• _Provided passage_
[ 
https://issues.apache.org/jira/browse/SPARK-38030?page=com.atlassian.jira.plugin.system.issuetabpanels:comment-tabpanel&focusedCommentId=17482233#comment-17482233
 ] 

Shardul Mahadik commented on SPARK-38030:
-----------------------------------------

I plan to create a PR to change the canonicalization behavior of {{Cast}} so 
that nullability information is removed from the target data type of {{Cast}} 
during canonicalization. However, the canonicalization implementation has 
changed drastically between Spark 3.1.1 and master, so I will probably create 
two PRs, 1 for master, 1 for branch-3.1.

> Query with cast containing non-nullable columns fails with AQE on Spark 3.1.1
> -----------------------------------------------------------------------------
>
>                 Key: SPARK-38030
>                 URL: https://issues.apache.org/jira/browse/SPARK-38030
>             Project: Spark
>          Issue Type: Bug
>          Components: SQL
>    Affects Versions: 3.1.1
>            Reporter: Shardul Mahadik
>            Priority: Major
>
> One of our user queries failed in Spark 3.1.1 when using AQE with the 
> following stacktrace mentioned below (some parts of the plan have been 
> redacted, but the structure is preserved).

• _Data extract_

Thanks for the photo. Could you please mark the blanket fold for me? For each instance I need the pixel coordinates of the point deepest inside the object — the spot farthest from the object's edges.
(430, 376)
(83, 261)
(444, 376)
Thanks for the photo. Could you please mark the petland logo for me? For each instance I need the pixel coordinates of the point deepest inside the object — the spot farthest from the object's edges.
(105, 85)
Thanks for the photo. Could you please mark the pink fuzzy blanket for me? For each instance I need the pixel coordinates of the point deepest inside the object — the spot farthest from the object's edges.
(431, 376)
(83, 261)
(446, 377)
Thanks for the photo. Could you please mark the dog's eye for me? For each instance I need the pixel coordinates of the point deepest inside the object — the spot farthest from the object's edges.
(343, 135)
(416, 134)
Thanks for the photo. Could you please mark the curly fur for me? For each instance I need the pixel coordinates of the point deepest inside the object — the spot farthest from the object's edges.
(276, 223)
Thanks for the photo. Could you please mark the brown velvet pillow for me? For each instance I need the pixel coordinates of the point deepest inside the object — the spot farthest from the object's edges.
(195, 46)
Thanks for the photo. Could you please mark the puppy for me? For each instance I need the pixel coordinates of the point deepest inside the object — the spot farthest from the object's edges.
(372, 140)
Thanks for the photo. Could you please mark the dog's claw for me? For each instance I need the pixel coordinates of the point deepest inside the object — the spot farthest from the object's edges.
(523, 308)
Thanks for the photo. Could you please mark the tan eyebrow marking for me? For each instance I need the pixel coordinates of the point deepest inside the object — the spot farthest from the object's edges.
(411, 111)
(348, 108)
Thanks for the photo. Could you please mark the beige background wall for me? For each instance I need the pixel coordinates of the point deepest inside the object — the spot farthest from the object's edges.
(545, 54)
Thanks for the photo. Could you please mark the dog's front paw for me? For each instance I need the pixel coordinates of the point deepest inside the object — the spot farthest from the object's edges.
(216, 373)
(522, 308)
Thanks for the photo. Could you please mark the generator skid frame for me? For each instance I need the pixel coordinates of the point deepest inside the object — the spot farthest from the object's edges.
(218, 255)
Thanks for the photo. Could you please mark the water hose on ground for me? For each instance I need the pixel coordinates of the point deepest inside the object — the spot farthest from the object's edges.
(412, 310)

• _Exercise task A_
Decide whether each statement below agrees with the SPARK-38030 comment. Answer yes or no for each, and quote the words of the comment that settle it.
(i) The commenter expects to open a single PR for the change.
(ii) The issue is marked with a priority of Major.
(iii) The issue is classified as an improvement.
• _Exercise task B_
From the SPARK-38030 comment, extract the passage that begins at the words "I plan to create" and stops after the words "1 for branch-3.1.".
• _Exercise task C_
According to the SPARK-38030 comment, between which two points did the canonicalization implementation change drastically?

• _Solution A_
(i) No: "two PRs, 1 for master, 1 for branch-3.1"
(ii) Yes: "Priority: Major"
(iii) No: "Issue Type: Bug"

• _Solution B_
I plan to create a PR to change the canonicalization behavior of {{Cast}} so 
that nullability information is removed from the target data type of {{Cast}} 
during canonicalization. However, the canonicalization implementation has 
changed drastically between Spark 3.1.1 and master, so I will probably create 
two PRs, 1 for master, 1 for branch-3.1.

• _Solution C_
Between Spark 3.1.1 and master.